# Group Pen Box buy coming soon



## Monty (Jun 6, 2006)

I'm planning another Pen Box Buy in a few days. I've had some inquiries about a leatherette box. The best I've found is a Penn State box. I just contacted Penn State about this box, #PK-BOX4, http://www.pennstateind.com/store/pk-box4.html
If we can order 250, we can get them for $2.25 each. Assuming the shipping rate to me is similar to what I've seen in the past, it would run 15% making the total cost for a box $2.59. 
Is there enough intrest to make the 250 minimum?

EDIT: A little clarification. The buy will be for the same boxes as I've done before. Just want to see if there is enough interst to add in this leatherette box.


----------



## Ron Mc (Jun 6, 2006)

I'm in for the same boxes as before![]
100 single boxes and sleeves


----------



## JimGo (Jun 6, 2006)

I'd be interested in 20 of the leatherette boxes.  I'd even be interested if we can get the price down to the 100+ price.

I'll have to double-check my stock of the cardboard boxes.  Will update this post tonight when I get home.


----------



## randbcrafts (Jun 6, 2006)

Is this the same box that is on Arizona Silhouette's site? (http://www.arizonasilhouette.com/Pen_Boxes_2.htm) I bought some of these a little while back and loved them. They easily fit any of the large pens and even a cigar pen/pencil set. They advertise 100 at $2.35. Maybe they would go lower for an order of 250. I dunno, just a thought. Anyways, I would be interested in about 20-25 of them at either price.


----------



## Monty (Jun 6, 2006)

> _Originally posted by randbcrafts_
> <br />Is this the same box that is on Arizona Silhouette's site? (http://www.arizonasilhouette.com/Pen_Boxes_2.htm) I bought some of these a little while back and loved them. They easily fit any of the large pens and even a cigar pen/pencil set. They advertise 100 at $2.35. Maybe they would go lower for an order of 250. I dunno, just a thought. Anyways, I would be interested in about 20-25 of them at either price.



It's box AZPB-05 on the AS site.
Let's see how many we would order, then I'll see if we can get a better price before I take orders.


----------



## PenWorks (Jun 6, 2006)

Monty, I would go for 100 of the leathertte, but is it cost effective to have them shipped to you then me? It does look like a real nice (more expensive) box for presenting.


----------



## mick (Jun 6, 2006)

Mannie, I'm in for 100 boxes, inserts and sleeves. Just let me know when you're ready!
 Might even be interested in a few of the leatherette boxes!


----------



## Jim15 (Jun 6, 2006)

Monty, I would buy about 20 of the leatherette.

Thanks


----------



## RogerGarrett (Jun 6, 2006)

Required work:
Can you reproduce the pen box thread word for word from "## mick (Jun" to "Jim15 (Jun 6, 2006)"? The items that come next are separate from the pen box thread.

Dataset excerpt:
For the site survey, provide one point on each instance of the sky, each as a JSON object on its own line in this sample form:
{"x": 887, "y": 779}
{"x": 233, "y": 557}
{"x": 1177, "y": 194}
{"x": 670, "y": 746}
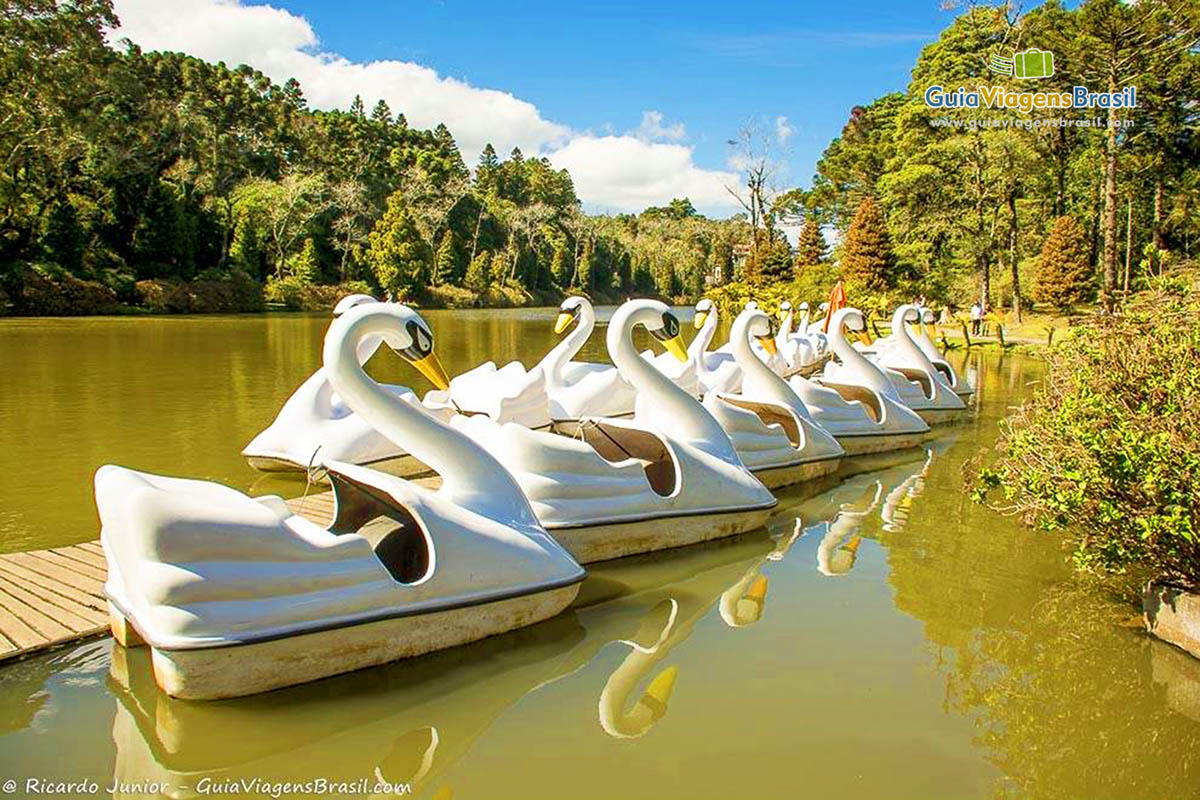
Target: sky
{"x": 637, "y": 100}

Task solution:
## mick (Jun 6, 2006)

Mannie, I'm in for 100 boxes, inserts and sleeves. Just let me know when you're ready!
 Might even be interested in a few of the leatherette boxes!


----------



## Jim15 (Jun 6, 2006)